What you will do:
Leaving out all images, write out the records that follow exactly.

[Annotated photo localization data]
———

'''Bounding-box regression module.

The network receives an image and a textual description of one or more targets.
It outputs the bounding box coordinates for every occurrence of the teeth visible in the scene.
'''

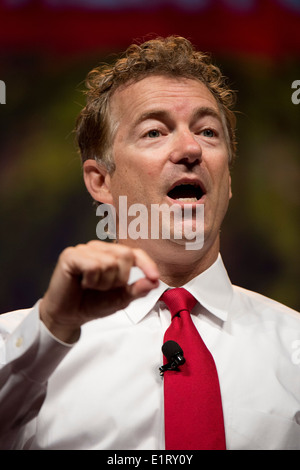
[176,197,198,202]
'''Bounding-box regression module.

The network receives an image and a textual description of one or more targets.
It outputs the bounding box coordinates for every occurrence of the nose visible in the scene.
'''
[169,129,202,167]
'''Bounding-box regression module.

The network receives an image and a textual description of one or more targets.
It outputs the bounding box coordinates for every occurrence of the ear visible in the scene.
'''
[229,174,232,200]
[83,159,114,205]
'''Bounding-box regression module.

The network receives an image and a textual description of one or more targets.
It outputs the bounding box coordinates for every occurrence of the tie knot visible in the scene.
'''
[160,288,197,319]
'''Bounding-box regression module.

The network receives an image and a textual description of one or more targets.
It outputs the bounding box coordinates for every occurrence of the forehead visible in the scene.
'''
[110,75,220,124]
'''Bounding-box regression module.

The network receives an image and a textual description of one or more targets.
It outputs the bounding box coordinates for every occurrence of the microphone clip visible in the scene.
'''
[159,341,186,376]
[159,354,185,376]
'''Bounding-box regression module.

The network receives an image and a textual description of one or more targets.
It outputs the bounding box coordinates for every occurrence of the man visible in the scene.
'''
[0,36,299,450]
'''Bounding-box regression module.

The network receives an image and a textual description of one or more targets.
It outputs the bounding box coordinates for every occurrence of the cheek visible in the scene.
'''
[209,150,230,184]
[110,166,150,207]
[208,158,231,206]
[217,173,231,216]
[218,172,231,203]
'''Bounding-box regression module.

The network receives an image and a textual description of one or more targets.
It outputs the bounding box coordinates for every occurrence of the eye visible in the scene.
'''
[201,128,215,138]
[146,129,161,138]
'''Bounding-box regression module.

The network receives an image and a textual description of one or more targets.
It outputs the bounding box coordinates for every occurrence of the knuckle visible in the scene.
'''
[116,245,134,260]
[59,246,75,262]
[86,240,104,248]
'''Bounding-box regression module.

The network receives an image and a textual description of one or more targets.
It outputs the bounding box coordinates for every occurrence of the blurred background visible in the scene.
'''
[0,0,299,313]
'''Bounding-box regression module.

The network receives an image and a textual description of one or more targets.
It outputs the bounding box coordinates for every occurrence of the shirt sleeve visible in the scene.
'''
[0,302,75,449]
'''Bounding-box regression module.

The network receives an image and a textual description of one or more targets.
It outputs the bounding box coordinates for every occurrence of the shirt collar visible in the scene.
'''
[124,254,233,324]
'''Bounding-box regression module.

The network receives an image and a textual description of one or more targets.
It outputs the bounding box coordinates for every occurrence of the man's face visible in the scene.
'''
[106,75,232,255]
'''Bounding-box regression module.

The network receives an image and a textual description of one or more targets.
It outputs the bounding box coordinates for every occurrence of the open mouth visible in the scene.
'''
[167,183,205,203]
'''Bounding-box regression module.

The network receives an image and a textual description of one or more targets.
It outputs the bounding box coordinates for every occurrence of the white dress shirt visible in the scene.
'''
[0,255,299,450]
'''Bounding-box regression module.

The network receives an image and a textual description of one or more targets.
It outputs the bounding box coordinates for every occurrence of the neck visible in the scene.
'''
[156,244,219,287]
[121,236,220,287]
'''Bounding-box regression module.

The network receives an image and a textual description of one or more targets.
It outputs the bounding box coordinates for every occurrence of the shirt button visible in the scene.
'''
[15,337,23,347]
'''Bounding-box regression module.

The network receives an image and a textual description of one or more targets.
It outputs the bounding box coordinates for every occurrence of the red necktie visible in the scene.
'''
[161,287,226,450]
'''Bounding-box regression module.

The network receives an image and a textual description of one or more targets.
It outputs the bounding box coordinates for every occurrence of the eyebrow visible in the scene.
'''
[133,110,169,128]
[133,106,222,128]
[191,106,222,124]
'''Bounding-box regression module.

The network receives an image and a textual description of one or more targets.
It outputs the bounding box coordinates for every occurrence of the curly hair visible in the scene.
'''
[76,36,237,171]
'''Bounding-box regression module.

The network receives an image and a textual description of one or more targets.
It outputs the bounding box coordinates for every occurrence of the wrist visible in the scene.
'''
[39,299,81,344]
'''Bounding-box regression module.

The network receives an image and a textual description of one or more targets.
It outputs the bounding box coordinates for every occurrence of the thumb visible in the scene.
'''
[128,277,159,300]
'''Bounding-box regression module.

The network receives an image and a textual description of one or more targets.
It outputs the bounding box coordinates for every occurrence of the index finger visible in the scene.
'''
[132,248,160,281]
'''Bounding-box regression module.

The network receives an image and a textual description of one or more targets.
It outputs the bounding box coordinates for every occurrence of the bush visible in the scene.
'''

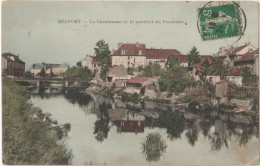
[218,103,237,113]
[188,100,201,112]
[126,103,142,112]
[121,93,142,102]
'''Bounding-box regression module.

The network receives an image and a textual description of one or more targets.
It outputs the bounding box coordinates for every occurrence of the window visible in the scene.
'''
[138,50,143,55]
[121,50,126,55]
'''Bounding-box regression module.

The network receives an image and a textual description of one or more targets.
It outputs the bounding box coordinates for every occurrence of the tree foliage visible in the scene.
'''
[62,66,94,78]
[201,59,214,77]
[141,58,196,94]
[2,78,71,164]
[159,58,197,94]
[241,66,257,84]
[94,40,111,81]
[187,46,201,66]
[37,68,46,77]
[142,63,163,77]
[212,57,229,79]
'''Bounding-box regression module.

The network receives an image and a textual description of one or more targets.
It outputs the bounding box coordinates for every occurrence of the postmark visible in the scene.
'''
[197,2,245,41]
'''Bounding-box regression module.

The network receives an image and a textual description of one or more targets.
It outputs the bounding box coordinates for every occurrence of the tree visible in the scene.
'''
[201,59,213,77]
[38,68,46,77]
[62,66,94,79]
[50,69,56,77]
[76,61,82,67]
[142,63,163,77]
[94,40,111,81]
[159,58,197,94]
[187,47,201,66]
[241,67,257,83]
[212,57,229,79]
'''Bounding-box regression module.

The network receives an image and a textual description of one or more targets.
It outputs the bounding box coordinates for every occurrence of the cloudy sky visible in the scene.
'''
[2,1,259,70]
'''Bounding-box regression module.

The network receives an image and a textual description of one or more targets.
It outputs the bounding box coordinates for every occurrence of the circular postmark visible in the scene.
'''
[197,1,246,44]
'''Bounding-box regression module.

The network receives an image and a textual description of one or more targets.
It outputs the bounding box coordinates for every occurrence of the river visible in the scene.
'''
[28,85,259,165]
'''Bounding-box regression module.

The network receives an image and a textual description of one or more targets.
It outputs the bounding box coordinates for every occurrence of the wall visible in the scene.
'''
[206,76,220,85]
[112,55,146,68]
[227,76,242,86]
[216,82,228,98]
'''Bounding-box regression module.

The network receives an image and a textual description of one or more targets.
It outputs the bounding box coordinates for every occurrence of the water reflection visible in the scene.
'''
[142,132,167,163]
[29,87,259,164]
[93,102,112,142]
[109,108,145,133]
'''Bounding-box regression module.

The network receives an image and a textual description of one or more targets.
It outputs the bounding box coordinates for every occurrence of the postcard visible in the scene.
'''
[1,1,259,165]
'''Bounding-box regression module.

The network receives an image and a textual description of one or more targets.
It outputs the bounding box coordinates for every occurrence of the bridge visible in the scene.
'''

———

Answer to this task:
'''Bounding-box regression module.

The network receives an image and a textual description of one or more targets.
It outputs the bounding box coordinates for every occurrence of the teeth visible in the scene.
'''

[176,197,198,202]
'''Bounding-box regression module.

The network receives an image and a textual description of one or more targets.
It outputs the bounding box coordinates for every occurrence of the nose visible in the scene.
'''
[169,129,202,167]
'''Bounding-box regression module.

The network receives an image and a textual description of one or more targets.
It outputs the bounding box coordinates for every occurrence of the ear visible in the scene.
'''
[229,174,232,200]
[83,159,114,205]
'''Bounding-box regression module.

The network receives an image and a textual description of one or more targets.
It outputs the bounding box coordinates for every occurrence of the tie knot visible in the scene.
'''
[160,288,197,319]
'''Bounding-box regression module.

The network receives an image and a textual description of one or more targets.
It outputs the bounding box coordinates for every occurrence of the forehead visible in the scene.
'''
[110,75,220,124]
'''Bounding-box regression module.

The network receives an image and a textual description of one or more targets.
It outputs the bounding box coordinates for every occurrence of the microphone clip visible in the scene.
'''
[159,341,186,376]
[159,354,185,376]
'''Bounding-box regression module.

The network receives an image and a textual description of one or more targets.
It outputs the bounding box coordinates for every occurrence of the man visible in the scene.
'''
[0,36,299,450]
'''Bounding-box regression module.

The network receives an image and a textual description of one or more targets.
It outputs the bounding box coordinates for every occurrence of the cheek visible in the scene.
'''
[209,150,230,184]
[110,166,150,207]
[208,158,231,206]
[217,173,231,216]
[218,172,231,203]
'''Bounding-box regression module.

The network receives an image and a textual description of one or more targets.
It outputs the bounding box coordinates for every occurrence of the eye visible in the scene.
'''
[201,128,215,138]
[146,129,161,138]
'''Bounding-box regression module.

The network receives an image and a textual description of one or more targets.
It outputs the bounding box coordinates for every occurrence of the knuckle visible in the scene.
'''
[116,245,134,260]
[59,246,75,262]
[86,240,104,248]
'''Bounding-box regression module.

The network receives an image and a textual description of one or more targets.
It outputs the bounding box coordinates for every occurrence of the blurred background visible in the scene.
'''
[0,0,299,313]
'''Bounding-box regression module.

The network receives an image and a textual description of one or more targets.
It outputs the bounding box coordinates for every occurrence of the shirt sleeve visible in the scene.
'''
[0,302,75,449]
'''Bounding-box regression module.

The network receives an image and a textual description of one or more targets.
It outputs the bounding box coordinates for every occurrence of the shirt collar visible in the scene.
'''
[124,254,233,324]
'''Bounding-box regression module.

The network receives an image and a textual description of one or more targets.
It outputs the bounding box coordinates for every occurrence of the man's face visible in the scene.
'''
[106,75,232,255]
'''Bounding-box regression module.

The network receives an image and a textual description of one or more targets.
It outputs the bounding box coordinates for every occurrence of the open mouth visible in the scene.
'''
[167,183,205,203]
'''Bounding-box regression module.

The network receives an image and a textual description of one or more targets.
It outputs the bounding box coordinates for every occurrence of the white dress shirt visible in the scene.
'''
[0,255,299,450]
'''Bounding-box regression module.

The network receives an image and a textual description of one or more targets.
It outputs the bounding box coordinates for every occurrence of the neck visible in the scene.
'''
[156,244,219,287]
[121,236,220,287]
'''Bounding-box regression module.

The network receives an image and a textual description of one or more targets.
It outputs the bounding box coordinates for every occurrence of the shirt button visible in the scene.
'''
[15,337,23,347]
'''Bounding-box regression module.

The network receives an image and a textual description of one or more targets.
It outputs the bounding box coordinates for every occurrence of the red necktie visible in the scene.
'''
[161,287,226,450]
'''Bounding-box regression module.

The network receives an image and a textual description of one or more targets.
It outputs the bounding box coordinates for every occurrence of the eyebrow visible in the scene.
'''
[133,110,169,128]
[133,106,222,128]
[191,106,222,124]
'''Bounding-box regression module.

The network receives an image and a textual description of one or more targets.
It outputs the bounding box coordinates for every occurrence of the curly hair visible in the scene.
'''
[76,36,237,171]
'''Bounding-box regression module.

The network receives an image and a textual description of one or more targets.
It outputs the bounding box coordinates for every occurrence of the wrist visible in the scene.
'''
[39,299,81,344]
'''Bounding-box regression module.

The network receives an image and a textual description of one or more targets.
It outputs the bounding box coordinates for every occurrence of the thumb visible in the scene.
'''
[128,277,159,300]
'''Bounding-box regression module.

The network receives an image and a textual description of one or more targets.
It outputs the bounding box coordinates for every occurrence of the index finger visible in the scene.
'''
[132,248,160,281]
'''Bounding-box regression module.

The network receives an image and a textual description of one or more targets.
It outputs the bounding box coordinates for every occurrence of the bush visible in the scene.
'''

[218,103,237,113]
[188,100,201,112]
[126,103,142,112]
[121,93,142,102]
'''Bounding-box regression module.

The network receives an image and a textual description of one or more targets.
It outputs the bounding box coordinates for every occurrence of the window visible in the scene.
'''
[138,50,143,55]
[121,50,126,55]
'''Bounding-box regression module.

The network receives an image and a textual description of one or more targets.
It outputs the bounding box coordinates for every occurrence of the tree foliage visible in the scene.
'''
[62,66,94,78]
[201,59,214,77]
[141,58,196,94]
[2,78,71,164]
[159,58,197,94]
[241,66,257,84]
[94,40,111,81]
[187,46,201,66]
[37,68,46,77]
[142,63,163,77]
[212,57,229,79]
'''Bounding-box regression module.

The network receives an image and a textual description of one or more targets.
It outputs the bounding box coordinates for every occurrence of the postmark visible in the scene.
'''
[197,2,245,41]
'''Bounding-box regression module.

The network receives an image and a textual description of one or more targets.
It outputs the bounding box coordinates for every occurrence of the tree visible in the scene.
'''
[201,59,213,77]
[38,68,46,77]
[62,66,94,79]
[50,69,56,77]
[76,61,82,67]
[142,63,163,77]
[94,40,111,81]
[159,58,197,94]
[187,47,201,66]
[241,67,257,83]
[212,57,229,79]
'''Bounding-box regression module.

The network receives an image and a textual description of one or more targets.
It outputs the bounding box coordinates for every occurrence of the cloudy sky visible in the scene.
'''
[2,1,259,70]
'''Bounding-box regression module.

The network receives an image and a textual description of one or more targets.
It outputs the bounding box coordinates for every occurrence of the circular postmark visible in the scene.
'''
[197,1,246,44]
'''Bounding-box regression module.

The network receives an image and a textual description of one or more targets.
It outputs the bounding box coordinates for every occurrence of the river visible in the scene.
'''
[28,85,259,165]
'''Bounding-box regression module.

The network receives an image and a textual description of one or more targets.
It outputs the bounding box coordinates for every occurrence of the wall visible in the scene.
'''
[206,76,220,85]
[112,55,146,68]
[227,76,242,86]
[216,82,228,98]
'''Bounding-box regression module.

The network receives an image and a textual description of one or more targets.
It outputs the bounding box coordinates for every occurrence of the water reflection visible in the scene.
'''
[142,132,167,163]
[29,87,259,164]
[93,102,112,142]
[109,108,145,133]
'''Bounding-box regression module.

The network receives an image and a textual description of one or more targets.
It outputs the bounding box coordinates for every occurrence of the postcard visible in the scene.
'''
[1,1,259,165]
'''Bounding-box regression module.

The network receives an image and a textual description of one or more targets.
It outputs the bounding box coordinates for every occurrence of the bridge visible in the scene.
'''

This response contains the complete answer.